[About this task]
Whenever the string "answered" appears in a line below, please copy the line out.

(Point-per-instance localization data)
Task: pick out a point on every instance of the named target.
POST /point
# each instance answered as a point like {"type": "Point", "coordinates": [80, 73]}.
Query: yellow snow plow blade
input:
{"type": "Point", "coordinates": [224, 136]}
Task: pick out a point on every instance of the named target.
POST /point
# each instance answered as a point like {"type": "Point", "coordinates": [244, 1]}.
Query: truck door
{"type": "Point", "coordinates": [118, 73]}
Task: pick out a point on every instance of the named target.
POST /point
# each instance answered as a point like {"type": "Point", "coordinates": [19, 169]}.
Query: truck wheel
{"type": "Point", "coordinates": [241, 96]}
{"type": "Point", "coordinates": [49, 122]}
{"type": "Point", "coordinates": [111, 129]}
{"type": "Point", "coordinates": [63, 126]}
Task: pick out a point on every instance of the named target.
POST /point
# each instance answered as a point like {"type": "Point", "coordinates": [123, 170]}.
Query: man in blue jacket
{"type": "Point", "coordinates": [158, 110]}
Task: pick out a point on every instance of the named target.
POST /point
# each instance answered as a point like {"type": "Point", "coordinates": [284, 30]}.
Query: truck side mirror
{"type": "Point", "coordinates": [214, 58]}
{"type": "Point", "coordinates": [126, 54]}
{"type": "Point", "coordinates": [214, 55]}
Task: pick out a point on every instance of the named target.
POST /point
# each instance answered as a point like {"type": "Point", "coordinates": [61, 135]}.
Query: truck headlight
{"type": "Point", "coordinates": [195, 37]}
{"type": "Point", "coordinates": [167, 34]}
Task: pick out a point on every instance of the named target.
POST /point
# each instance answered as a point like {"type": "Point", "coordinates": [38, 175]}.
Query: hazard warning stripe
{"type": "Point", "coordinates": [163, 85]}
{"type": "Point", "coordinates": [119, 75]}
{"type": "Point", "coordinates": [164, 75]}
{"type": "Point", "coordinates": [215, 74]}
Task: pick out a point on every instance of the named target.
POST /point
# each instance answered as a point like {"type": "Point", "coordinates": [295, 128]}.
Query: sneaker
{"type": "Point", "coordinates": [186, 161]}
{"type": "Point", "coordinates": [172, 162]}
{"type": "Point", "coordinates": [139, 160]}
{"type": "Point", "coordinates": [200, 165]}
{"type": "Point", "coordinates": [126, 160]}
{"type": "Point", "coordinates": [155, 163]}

[Answer for the task]
# each instance answered as a point like {"type": "Point", "coordinates": [80, 73]}.
# each instance answered as a point like {"type": "Point", "coordinates": [244, 1]}.
# each instance answered as a point like {"type": "Point", "coordinates": [19, 169]}.
# each instance answered as a point like {"type": "Point", "coordinates": [123, 170]}.
# each instance answered as a point like {"type": "Point", "coordinates": [284, 30]}.
# each instance answered as a point like {"type": "Point", "coordinates": [61, 135]}.
# each instance answered as a point like {"type": "Point", "coordinates": [38, 175]}.
# each instance answered as a point like {"type": "Point", "coordinates": [295, 128]}.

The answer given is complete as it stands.